■ **Task prompt**:
Swap "innermost" for "central" in the stretch from the line containing "the golden brown" through the end of the records, and give back only those lines with everything else unchanged.

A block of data
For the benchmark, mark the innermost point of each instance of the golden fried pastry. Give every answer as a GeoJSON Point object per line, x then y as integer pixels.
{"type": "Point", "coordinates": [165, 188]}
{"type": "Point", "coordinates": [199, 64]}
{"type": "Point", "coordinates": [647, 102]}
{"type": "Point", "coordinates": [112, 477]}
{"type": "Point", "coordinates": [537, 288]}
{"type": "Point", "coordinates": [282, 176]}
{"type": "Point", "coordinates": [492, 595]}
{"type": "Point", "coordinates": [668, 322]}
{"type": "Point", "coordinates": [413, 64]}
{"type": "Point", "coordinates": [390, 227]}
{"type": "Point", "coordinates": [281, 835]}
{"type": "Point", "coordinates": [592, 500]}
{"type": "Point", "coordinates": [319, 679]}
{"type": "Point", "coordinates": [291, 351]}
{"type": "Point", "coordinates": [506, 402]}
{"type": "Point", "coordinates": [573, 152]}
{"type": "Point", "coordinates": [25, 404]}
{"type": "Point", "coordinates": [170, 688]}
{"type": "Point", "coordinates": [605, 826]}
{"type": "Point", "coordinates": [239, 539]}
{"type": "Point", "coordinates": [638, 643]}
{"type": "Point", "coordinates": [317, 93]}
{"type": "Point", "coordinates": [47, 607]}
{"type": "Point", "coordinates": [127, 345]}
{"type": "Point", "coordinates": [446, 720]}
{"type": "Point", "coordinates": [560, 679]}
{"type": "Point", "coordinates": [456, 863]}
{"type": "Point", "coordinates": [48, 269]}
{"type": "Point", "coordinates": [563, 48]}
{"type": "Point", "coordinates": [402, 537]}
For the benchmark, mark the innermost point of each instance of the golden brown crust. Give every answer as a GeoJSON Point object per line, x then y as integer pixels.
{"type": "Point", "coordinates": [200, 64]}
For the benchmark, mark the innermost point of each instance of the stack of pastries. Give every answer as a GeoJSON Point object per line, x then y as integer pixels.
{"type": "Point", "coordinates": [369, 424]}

■ **Response below**:
For the benchmark, mark the central point of each instance of the golden brown crust. Give every answer as a GeoJSON Point object per line, x then y as integer pixels.
{"type": "Point", "coordinates": [200, 64]}
For the benchmark, mark the central point of each instance of the stack of pastries. Give every answer as a GeoJSON Point object per line, x then y as integer pixels.
{"type": "Point", "coordinates": [369, 424]}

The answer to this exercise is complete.